# [Dataset excerpts]
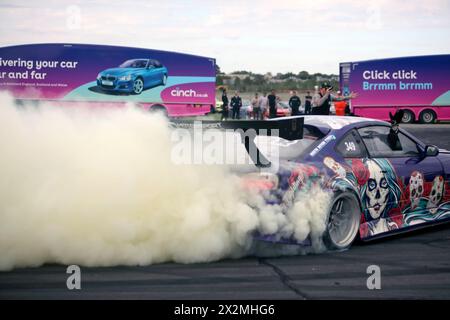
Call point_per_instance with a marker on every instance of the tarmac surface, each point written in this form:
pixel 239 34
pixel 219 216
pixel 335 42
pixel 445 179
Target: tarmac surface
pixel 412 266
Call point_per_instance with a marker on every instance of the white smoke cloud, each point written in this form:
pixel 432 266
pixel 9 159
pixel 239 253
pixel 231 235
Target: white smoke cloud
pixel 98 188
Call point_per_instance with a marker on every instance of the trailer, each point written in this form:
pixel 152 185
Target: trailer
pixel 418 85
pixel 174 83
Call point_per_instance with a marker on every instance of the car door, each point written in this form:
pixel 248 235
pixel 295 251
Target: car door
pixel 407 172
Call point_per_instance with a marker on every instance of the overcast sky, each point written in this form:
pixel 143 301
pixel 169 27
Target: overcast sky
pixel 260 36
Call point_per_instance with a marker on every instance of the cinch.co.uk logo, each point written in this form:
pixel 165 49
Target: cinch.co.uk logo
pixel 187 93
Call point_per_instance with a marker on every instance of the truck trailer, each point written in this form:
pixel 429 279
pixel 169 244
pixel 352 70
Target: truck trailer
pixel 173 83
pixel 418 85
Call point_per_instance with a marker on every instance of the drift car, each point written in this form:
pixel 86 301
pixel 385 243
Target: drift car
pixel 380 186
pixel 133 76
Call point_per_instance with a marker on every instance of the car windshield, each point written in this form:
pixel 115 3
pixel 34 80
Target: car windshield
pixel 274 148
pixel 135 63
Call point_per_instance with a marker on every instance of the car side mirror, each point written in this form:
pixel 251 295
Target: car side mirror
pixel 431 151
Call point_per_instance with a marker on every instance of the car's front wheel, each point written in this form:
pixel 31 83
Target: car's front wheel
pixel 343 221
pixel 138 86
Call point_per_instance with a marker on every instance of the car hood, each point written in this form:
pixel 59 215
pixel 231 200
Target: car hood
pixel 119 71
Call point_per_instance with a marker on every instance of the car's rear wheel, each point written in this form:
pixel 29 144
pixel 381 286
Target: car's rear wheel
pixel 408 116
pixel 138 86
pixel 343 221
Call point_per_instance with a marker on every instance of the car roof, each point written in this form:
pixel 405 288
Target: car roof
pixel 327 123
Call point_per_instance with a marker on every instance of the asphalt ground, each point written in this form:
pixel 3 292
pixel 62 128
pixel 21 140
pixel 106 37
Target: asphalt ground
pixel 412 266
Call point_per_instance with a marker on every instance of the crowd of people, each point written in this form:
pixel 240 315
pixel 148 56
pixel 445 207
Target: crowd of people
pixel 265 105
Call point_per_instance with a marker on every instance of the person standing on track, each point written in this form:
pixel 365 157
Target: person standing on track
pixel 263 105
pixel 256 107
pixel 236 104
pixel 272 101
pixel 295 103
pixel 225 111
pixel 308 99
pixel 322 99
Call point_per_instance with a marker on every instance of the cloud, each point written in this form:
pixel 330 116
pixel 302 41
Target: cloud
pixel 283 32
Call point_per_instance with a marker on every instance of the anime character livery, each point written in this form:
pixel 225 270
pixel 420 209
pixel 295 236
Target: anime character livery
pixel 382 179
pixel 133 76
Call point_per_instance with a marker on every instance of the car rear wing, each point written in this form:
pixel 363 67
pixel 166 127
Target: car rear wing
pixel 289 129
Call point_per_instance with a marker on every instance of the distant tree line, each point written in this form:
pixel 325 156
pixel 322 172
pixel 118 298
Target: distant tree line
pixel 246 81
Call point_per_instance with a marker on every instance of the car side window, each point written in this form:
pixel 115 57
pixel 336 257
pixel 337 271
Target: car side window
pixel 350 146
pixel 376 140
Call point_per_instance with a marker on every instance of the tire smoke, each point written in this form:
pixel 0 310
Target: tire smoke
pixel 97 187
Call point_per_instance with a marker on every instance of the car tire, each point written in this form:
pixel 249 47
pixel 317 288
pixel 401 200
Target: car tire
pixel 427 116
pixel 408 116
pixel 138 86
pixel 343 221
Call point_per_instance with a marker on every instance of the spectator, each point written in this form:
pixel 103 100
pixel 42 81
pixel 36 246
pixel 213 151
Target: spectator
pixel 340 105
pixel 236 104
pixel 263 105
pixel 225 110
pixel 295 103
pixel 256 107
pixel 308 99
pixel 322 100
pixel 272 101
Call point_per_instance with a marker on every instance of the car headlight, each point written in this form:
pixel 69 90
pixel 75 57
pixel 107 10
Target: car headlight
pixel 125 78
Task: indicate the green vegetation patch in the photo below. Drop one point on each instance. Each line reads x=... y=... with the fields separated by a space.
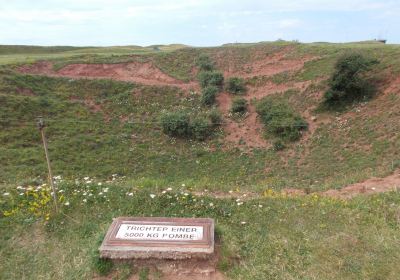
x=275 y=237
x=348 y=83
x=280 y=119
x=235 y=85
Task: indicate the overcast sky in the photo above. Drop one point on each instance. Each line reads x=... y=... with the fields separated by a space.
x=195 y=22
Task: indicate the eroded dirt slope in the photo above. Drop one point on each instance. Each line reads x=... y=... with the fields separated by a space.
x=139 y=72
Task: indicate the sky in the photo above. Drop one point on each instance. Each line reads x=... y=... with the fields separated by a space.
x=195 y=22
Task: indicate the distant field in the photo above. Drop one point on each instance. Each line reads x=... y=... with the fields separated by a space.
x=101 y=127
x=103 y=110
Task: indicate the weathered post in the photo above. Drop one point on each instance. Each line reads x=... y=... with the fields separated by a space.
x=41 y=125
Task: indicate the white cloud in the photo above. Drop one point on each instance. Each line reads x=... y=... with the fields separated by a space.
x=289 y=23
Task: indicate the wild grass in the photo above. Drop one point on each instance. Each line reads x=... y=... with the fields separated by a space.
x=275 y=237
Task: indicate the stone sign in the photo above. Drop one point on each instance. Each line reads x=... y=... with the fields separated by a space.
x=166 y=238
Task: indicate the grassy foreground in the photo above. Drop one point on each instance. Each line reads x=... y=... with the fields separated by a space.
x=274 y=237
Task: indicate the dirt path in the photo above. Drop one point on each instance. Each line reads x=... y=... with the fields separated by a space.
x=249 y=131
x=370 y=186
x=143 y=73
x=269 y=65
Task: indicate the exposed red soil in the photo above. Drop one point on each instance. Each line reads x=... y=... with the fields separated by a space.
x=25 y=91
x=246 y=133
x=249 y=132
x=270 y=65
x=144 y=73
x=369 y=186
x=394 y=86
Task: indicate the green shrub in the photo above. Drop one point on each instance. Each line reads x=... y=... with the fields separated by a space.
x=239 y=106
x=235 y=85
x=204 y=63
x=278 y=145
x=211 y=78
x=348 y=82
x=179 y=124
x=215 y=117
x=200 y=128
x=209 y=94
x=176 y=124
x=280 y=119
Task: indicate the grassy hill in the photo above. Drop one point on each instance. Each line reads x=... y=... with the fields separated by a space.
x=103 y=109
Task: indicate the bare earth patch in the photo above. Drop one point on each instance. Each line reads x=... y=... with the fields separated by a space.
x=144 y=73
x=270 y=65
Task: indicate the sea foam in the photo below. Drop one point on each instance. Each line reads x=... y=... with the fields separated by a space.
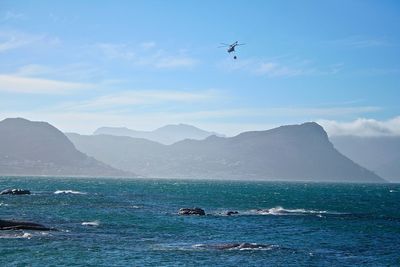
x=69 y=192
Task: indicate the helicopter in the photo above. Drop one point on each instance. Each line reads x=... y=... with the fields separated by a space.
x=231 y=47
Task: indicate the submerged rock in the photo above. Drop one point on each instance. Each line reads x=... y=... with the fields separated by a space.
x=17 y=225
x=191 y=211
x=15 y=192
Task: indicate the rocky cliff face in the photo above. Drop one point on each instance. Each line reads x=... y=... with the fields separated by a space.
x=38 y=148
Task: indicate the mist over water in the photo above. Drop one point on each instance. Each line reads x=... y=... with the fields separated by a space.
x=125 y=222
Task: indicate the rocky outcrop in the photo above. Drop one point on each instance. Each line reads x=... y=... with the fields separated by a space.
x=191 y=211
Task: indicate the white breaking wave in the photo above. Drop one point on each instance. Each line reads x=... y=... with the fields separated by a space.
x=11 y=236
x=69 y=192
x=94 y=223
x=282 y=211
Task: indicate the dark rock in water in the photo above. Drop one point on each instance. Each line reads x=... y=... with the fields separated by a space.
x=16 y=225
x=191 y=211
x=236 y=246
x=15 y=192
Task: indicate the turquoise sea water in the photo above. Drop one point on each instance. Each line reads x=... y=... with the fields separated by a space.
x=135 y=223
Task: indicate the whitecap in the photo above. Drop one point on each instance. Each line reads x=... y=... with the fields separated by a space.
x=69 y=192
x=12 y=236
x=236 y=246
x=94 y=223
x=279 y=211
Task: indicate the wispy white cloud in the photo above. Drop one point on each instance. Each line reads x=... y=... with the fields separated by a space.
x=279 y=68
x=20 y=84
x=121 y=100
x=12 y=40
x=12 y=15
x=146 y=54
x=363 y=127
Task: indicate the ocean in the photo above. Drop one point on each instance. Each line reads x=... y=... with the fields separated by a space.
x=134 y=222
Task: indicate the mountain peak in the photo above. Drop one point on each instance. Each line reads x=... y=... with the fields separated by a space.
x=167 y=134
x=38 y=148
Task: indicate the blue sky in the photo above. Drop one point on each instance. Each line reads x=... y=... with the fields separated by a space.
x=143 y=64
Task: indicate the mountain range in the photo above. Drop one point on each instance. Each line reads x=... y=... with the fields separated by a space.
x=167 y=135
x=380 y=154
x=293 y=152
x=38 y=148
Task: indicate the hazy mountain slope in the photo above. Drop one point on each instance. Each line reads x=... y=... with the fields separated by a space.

# [To do]
Print the data above exactly, from its first line to the line bearing "pixel 9 159" inclusive, and keep pictures out of the result.

# [Task output]
Call point_per_instance with a marker on every instance of the tarmac surface, each point written in this form:
pixel 239 34
pixel 219 216
pixel 335 42
pixel 445 179
Target: tarmac surface
pixel 412 266
Call point_per_instance with a marker on every instance of the white smoke cloud, each point written in this form:
pixel 432 266
pixel 9 159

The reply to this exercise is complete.